Position identification records:
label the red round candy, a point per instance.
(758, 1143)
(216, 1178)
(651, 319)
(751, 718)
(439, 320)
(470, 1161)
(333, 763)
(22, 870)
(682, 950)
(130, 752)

Problem details: Which lines of the listing contain the word "round"? Pull out each of them and copy it in full.

Worked answer:
label the red round candy, a point per instance.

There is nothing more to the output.